**PROBLEM:** With every mark kept, transcribe all of the records.

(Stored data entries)
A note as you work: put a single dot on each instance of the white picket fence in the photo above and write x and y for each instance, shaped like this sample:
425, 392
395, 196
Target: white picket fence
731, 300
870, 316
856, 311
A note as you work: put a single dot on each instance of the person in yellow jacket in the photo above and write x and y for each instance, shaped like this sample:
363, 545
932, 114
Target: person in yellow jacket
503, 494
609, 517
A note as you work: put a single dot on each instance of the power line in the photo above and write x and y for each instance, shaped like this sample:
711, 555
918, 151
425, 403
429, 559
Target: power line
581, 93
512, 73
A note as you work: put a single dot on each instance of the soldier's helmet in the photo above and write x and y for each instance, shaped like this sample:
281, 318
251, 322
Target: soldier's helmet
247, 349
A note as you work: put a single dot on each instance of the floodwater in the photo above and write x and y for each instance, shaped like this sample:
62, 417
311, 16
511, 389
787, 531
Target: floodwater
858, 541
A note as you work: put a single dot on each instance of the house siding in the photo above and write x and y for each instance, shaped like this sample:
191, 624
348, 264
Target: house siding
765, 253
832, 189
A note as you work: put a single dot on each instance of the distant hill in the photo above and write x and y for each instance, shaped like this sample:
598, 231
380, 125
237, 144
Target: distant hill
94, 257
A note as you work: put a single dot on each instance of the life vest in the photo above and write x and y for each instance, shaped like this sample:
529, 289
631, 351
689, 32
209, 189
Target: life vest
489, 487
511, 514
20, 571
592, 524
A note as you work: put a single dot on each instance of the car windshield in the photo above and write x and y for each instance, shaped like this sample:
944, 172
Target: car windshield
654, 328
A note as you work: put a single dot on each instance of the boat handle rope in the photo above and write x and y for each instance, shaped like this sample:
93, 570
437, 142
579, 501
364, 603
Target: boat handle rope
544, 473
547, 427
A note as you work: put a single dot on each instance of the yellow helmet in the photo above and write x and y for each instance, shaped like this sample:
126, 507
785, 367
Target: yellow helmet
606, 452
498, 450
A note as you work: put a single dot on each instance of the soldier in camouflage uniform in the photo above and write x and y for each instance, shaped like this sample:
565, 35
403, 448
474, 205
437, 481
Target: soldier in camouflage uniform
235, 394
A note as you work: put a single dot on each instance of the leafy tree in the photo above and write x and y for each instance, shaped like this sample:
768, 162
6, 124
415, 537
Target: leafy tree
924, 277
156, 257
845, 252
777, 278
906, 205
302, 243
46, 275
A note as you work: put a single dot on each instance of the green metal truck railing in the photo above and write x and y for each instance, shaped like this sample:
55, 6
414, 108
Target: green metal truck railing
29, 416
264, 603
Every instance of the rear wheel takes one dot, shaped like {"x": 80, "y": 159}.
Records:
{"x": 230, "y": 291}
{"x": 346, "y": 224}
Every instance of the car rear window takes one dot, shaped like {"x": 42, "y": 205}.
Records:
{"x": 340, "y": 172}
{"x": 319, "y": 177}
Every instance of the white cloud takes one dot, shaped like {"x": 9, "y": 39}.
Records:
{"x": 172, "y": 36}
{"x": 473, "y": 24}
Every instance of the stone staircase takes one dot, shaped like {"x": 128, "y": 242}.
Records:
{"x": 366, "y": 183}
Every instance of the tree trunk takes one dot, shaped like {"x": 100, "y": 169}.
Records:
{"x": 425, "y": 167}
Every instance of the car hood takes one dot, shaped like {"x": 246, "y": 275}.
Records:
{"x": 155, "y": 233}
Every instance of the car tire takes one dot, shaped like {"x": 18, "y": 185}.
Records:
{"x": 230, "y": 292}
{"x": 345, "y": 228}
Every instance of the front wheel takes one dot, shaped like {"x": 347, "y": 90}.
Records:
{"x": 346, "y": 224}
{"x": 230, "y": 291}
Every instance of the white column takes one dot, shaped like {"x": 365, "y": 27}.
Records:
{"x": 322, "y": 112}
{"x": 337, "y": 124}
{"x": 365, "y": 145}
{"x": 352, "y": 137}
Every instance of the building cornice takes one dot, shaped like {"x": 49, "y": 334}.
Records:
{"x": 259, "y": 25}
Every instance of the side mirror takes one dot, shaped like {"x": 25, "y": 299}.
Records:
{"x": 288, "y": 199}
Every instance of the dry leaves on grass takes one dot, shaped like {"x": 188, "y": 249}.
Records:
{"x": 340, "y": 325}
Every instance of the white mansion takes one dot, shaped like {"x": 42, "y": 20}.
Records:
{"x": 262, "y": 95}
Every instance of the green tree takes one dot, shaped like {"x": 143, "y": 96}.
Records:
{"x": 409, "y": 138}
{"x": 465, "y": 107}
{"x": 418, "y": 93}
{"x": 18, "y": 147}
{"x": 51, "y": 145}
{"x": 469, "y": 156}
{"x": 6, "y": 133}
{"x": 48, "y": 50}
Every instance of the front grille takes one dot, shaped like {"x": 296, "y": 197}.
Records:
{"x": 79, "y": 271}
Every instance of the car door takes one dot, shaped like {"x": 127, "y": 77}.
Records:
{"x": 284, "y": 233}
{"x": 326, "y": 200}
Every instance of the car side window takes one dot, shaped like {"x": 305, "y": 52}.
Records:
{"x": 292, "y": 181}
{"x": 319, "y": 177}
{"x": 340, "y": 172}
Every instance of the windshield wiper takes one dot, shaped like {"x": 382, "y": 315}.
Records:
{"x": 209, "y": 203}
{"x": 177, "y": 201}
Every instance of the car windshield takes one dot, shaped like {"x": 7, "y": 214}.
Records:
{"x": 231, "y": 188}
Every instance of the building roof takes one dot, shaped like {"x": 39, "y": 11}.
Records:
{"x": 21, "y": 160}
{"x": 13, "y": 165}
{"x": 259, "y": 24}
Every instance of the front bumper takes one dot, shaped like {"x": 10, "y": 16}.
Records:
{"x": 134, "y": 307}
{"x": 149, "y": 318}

**THE ANSWER:**
A note as you work: put a single dot on each instance of the white picket fence in the photo above and write x and y for each instance, shaped like this sample:
425, 392
395, 196
Target: white picket fence
731, 300
870, 316
856, 311
A note as you work: put a single dot on each instance of the person in yellow jacket in the photo above and write x and y for each instance, shaped like this sample:
363, 545
932, 114
Target: person in yellow jacket
503, 494
609, 517
A note as you work: put a single dot on each instance of the power line in the photo above and write x and y for each instance, shaped like this sample:
711, 555
918, 151
425, 403
429, 559
Target: power line
581, 93
512, 73
A note as you work: put a single dot on each instance of the soldier's helmet in the photo above and write x and y for each instance, shaped like this sample:
281, 318
251, 322
Target: soldier's helmet
247, 349
A note as you work: put a single dot on each instance of the floodwater in the photo above and write x and y for each instance, shaped like this sample:
62, 417
311, 16
511, 389
787, 531
Target: floodwater
858, 541
A note as you work: put a single dot on each instance of the house siding in the photo above and write x and y for each instance, shaped like this sample:
191, 624
348, 264
Target: house siding
765, 253
832, 189
A note as you work: put a single dot on each instance of the distant hill in the photo above and write x and y for each instance, shaped like this sample:
598, 231
380, 125
237, 144
Target: distant hill
94, 257
A note as you work: put a single dot on each instance of the life vest in the photo above and write x and y for each instance, shaped like this sample:
529, 289
631, 351
689, 32
209, 189
Target: life vest
489, 487
511, 514
20, 571
592, 524
A note as you work: put a single dot on each instance of the car windshield in the photo above and write x and y for each instance, shaped like this sample:
944, 172
Target: car windshield
654, 328
A note as you work: put a single dot on each instance of the boat handle rope in the photo above and write x and y for each instance, shaped like this sample:
93, 570
437, 142
579, 501
364, 603
Target: boat handle rope
544, 473
547, 427
A note as you work: put a single dot on each instance of the yellow helmet in the photo above and write x and y for each instance, shaped like this sample:
126, 507
785, 367
Target: yellow helmet
606, 452
498, 450
A note as you work: put a single dot on each instance of the soldier in camouflage uniform in the photo above and write x and y for each instance, shaped like this sample:
565, 35
403, 448
474, 205
437, 481
Target: soldier in camouflage uniform
235, 394
A note as you work: put a single dot on each instance of the leafy tree in the photo above and write x and y for each instance, shaped like this sample:
768, 162
6, 124
415, 537
Target: leafy tree
924, 277
156, 257
845, 252
777, 278
906, 205
302, 243
46, 275
A note as you work: put a single dot on each instance of the green metal truck railing in the photo above and write x and y for each instance, shaped like this sample:
55, 6
414, 108
Target: green metal truck railing
29, 416
264, 603
Every instance of the rear wheel takes one dot, shaped like {"x": 80, "y": 159}.
Records:
{"x": 230, "y": 291}
{"x": 346, "y": 224}
Every instance of the car rear window takes one dot, shaped like {"x": 42, "y": 205}.
Records:
{"x": 340, "y": 172}
{"x": 319, "y": 177}
Every instance of the white cloud takes one dot, shaped like {"x": 9, "y": 39}.
Records:
{"x": 172, "y": 36}
{"x": 473, "y": 24}
Every instance of the stone staircase takes one dot, shaped like {"x": 128, "y": 242}.
Records:
{"x": 366, "y": 183}
Every instance of the tree trunk takes one dot, shaped like {"x": 100, "y": 169}.
Records:
{"x": 425, "y": 167}
Every instance of the car hood takes one dot, shaped like {"x": 246, "y": 275}.
Records:
{"x": 155, "y": 233}
Every instance of the car tire takes one dot, shaped like {"x": 18, "y": 185}.
Records:
{"x": 230, "y": 292}
{"x": 345, "y": 228}
Every instance of the front wheel takes one dot, shaped like {"x": 347, "y": 90}.
Records:
{"x": 346, "y": 224}
{"x": 230, "y": 291}
Every instance of the white column takes one dot, shaped like {"x": 365, "y": 27}.
Records:
{"x": 322, "y": 112}
{"x": 337, "y": 124}
{"x": 365, "y": 145}
{"x": 352, "y": 137}
Every instance of the building cornice takes one dot, shaped like {"x": 49, "y": 334}.
Records:
{"x": 259, "y": 25}
Every instance of the side mirror takes one dot, shaped like {"x": 25, "y": 299}.
Records:
{"x": 288, "y": 199}
Every instance of the dry leaves on grass takes one dot, shaped like {"x": 188, "y": 249}.
Records:
{"x": 340, "y": 325}
Every instance of the white mansion takes one dot, shaped like {"x": 42, "y": 20}.
Records:
{"x": 262, "y": 95}
Every instance of the green tree takes one dot, shaped like {"x": 143, "y": 96}.
Records:
{"x": 409, "y": 138}
{"x": 465, "y": 107}
{"x": 418, "y": 93}
{"x": 18, "y": 147}
{"x": 51, "y": 145}
{"x": 469, "y": 156}
{"x": 6, "y": 133}
{"x": 48, "y": 50}
Every instance of the front grille takes one dot, shaped like {"x": 296, "y": 197}.
Records:
{"x": 79, "y": 271}
Every instance of the car door takes one dot, shaped like {"x": 127, "y": 77}.
Records:
{"x": 284, "y": 233}
{"x": 326, "y": 200}
Every instance of the car side window takes one dot, shaped like {"x": 305, "y": 52}.
Records:
{"x": 292, "y": 181}
{"x": 319, "y": 177}
{"x": 340, "y": 172}
Every instance of the windshield wiper takes one dot, shaped like {"x": 382, "y": 315}.
Records:
{"x": 209, "y": 203}
{"x": 177, "y": 201}
Every instance of the car windshield takes one dot, shaped like {"x": 7, "y": 214}.
Records:
{"x": 231, "y": 188}
Every instance of the building roof takes one dot, shaped like {"x": 39, "y": 11}.
Records:
{"x": 21, "y": 160}
{"x": 13, "y": 165}
{"x": 259, "y": 24}
Every instance of the front bumper takes one dot, shaped like {"x": 10, "y": 16}.
Records:
{"x": 134, "y": 307}
{"x": 149, "y": 318}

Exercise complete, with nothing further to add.